──────── Task input ────────

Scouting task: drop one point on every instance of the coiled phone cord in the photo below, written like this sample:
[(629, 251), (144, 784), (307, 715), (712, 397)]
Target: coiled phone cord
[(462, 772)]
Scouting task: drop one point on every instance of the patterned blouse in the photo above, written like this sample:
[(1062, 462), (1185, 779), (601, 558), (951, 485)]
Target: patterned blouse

────────

> Given request
Rewrite all of the data above, putting "Labeling task" wherever "Scouting task" appears and changing nothing else.

> The result
Labeling task: drop one point on every instance of the coiled phone cord in the photo below, written like this sample:
[(629, 251), (144, 784), (307, 715), (712, 397)]
Target: coiled phone cord
[(462, 772)]
Labeling task: drop one point on every instance of the patterned blouse in the photo above, written like this sample:
[(1062, 462), (1185, 779), (601, 558), (951, 485)]
Target: patterned blouse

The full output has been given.